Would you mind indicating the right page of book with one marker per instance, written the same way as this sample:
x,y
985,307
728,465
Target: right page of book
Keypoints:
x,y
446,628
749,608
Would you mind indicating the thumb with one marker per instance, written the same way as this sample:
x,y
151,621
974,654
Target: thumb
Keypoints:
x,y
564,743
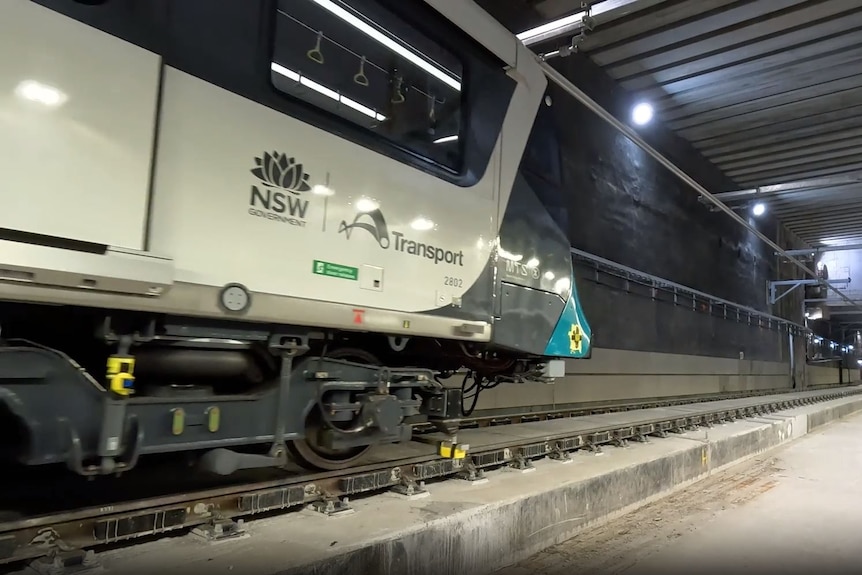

::::

_TASK DIRECTIONS_. From the first line to the last, retype the material exactly and exclude the pictures.

_YOUR RESPONSE_.
Would you mind indicating the right page of book with one marker per instance, written the same way as this sample:
x,y
985,307
728,465
Target: right page of book
Keypoints:
x,y
446,628
749,608
Would you mind indicating the thumb with one marker per instance, written the same way as this sample:
x,y
151,621
974,654
Target: thumb
Keypoints:
x,y
564,743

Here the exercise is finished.